Aufgabe 1: Gib aus dem Textauszug über Haftungsrisiken der Agenturen alles von „Haftungsrisiken und Prüfpflichten“ bis hinunter zu „unzureichend getestet hat.“ wortgetreu wieder.

━━━━━ Textauszug

Haftungsrisiken und Prüfpflichten der Agenturen
Haftung ist das zentrale Risiko des Vibecoding. Die Agentur schuldet ein funktionierendes Werk, und sie haftet für Schäden, die aus Pflichtverletzungen resultieren. § 280 BGB normiert den allgemeinen Schadensersatzanspruch bei Pflichtverletzung, § 633 BGB die Gewährleistungspflicht für Mängel. Diese Vorschriften gelten uneingeschränkt auch für Software, die mithilfe künstlicher Intelligenz erstellt wurde.
Ein häufiger Irrtum besteht darin, dass die Verantwortung „auf die KI“ abgewälzt werden könne. Das ist rechtlich ausgeschlossen. Die KI ist kein Rechtssubjekt, sie kann keine Verantwortung übernehmen. Derjenige, der sie einsetzt, bleibt verantwortlich. Selbst wenn der Fehler ausschließlich im generativen Prozess liegt, haftet die Agentur, sofern sie den Code ungeprüft übernommen oder unzureichend getestet hat.
Zur Haftungsvermeidung gehört daher ein umfassendes Qualitätssicherungssystem. Der generierte Code muss einem strukturierten Prüfverfahren unterzogen werden – funktional, sicherheitstechnisch und urheberrechtlich. Auch eine Dokumentation der verwendeten Prompts und Versionen kann im Streitfall entscheidend sein, um nachzuweisen, dass die Agentur sorgfältig gehandelt hat.
Ein weiteres Risiko liegt in der mangelnden Wartbarkeit. KI-generierter Code ist oft komplex und wenig dokumentiert. Wenn spätere Fehler auftreten, kann die Nachbesserung aufwendig und teuer werden. Der Kunde hat dann möglicherweise Anspruch auf Ersatz des entstandenen Schadens, etwa für Ausfallzeiten oder Nachbesserungskosten. Um dies zu vermeiden, sollten Agenturen bereits im Vertrag eine klare Wartungsregelung aufnehmen und sicherstellen, dass generierte Programme technisch nachvollziehbar bleiben.

━━━━━━━━━━
━━━━━ Bereitgestelltes Material

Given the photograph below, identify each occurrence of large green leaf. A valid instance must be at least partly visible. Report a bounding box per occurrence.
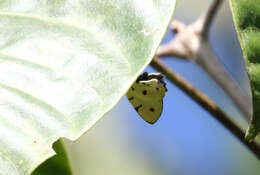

━━━━━━━━━━
━━━━━ Bereitgestelltes Material

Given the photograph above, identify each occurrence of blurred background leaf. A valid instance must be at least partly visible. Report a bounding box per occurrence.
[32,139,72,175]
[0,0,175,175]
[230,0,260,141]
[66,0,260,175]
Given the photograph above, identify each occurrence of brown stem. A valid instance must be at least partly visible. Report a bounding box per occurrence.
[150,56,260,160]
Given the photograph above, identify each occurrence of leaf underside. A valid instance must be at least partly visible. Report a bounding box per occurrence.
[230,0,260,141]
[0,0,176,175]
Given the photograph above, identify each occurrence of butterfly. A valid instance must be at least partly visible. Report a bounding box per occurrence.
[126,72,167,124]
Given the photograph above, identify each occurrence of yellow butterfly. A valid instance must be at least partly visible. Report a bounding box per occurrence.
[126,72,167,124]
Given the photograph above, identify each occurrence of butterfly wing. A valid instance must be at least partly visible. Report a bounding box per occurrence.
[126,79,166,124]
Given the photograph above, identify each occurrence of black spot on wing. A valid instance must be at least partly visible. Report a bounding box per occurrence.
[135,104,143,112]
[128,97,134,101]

━━━━━━━━━━

Aufgabe 2: Schreibe aus den Datensätzen alles von der Zeile mit „of butterfly wing.“ bis hinunter zur Zeile mit „[128,97,134,101]“ unverändert aus, beide Zeilen eingeschlossen.

Antwort 1:
Haftungsrisiken und Prüfpflichten der Agenturen
Haftung ist das zentrale Risiko des Vibecoding. Die Agentur schuldet ein funktionierendes Werk, und sie haftet für Schäden, die aus Pflichtverletzungen resultieren. § 280 BGB normiert den allgemeinen Schadensersatzanspruch bei Pflichtverletzung, § 633 BGB die Gewährleistungspflicht für Mängel. Diese Vorschriften gelten uneingeschränkt auch für Software, die mithilfe künstlicher Intelligenz erstellt wurde.
Ein häufiger Irrtum besteht darin, dass die Verantwortung „auf die KI“ abgewälzt werden könne. Das ist rechtlich ausgeschlossen. Die KI ist kein Rechtssubjekt, sie kann keine Verantwortung übernehmen. Derjenige, der sie einsetzt, bleibt verantwortlich. Selbst wenn der Fehler ausschließlich im generativen Prozess liegt, haftet die Agentur, sofern sie den Code ungeprüft übernommen oder unzureichend getestet hat.

Antwort 2:
Given the photograph above, identify each occurrence of butterfly wing. A valid instance must be at least partly visible. Report a bounding box per occurrence.
[126,79,166,124]
Given the photograph above, identify each occurrence of black spot on wing. A valid instance must be at least partly visible. Report a bounding box per occurrence.
[135,104,143,112]
[128,97,134,101]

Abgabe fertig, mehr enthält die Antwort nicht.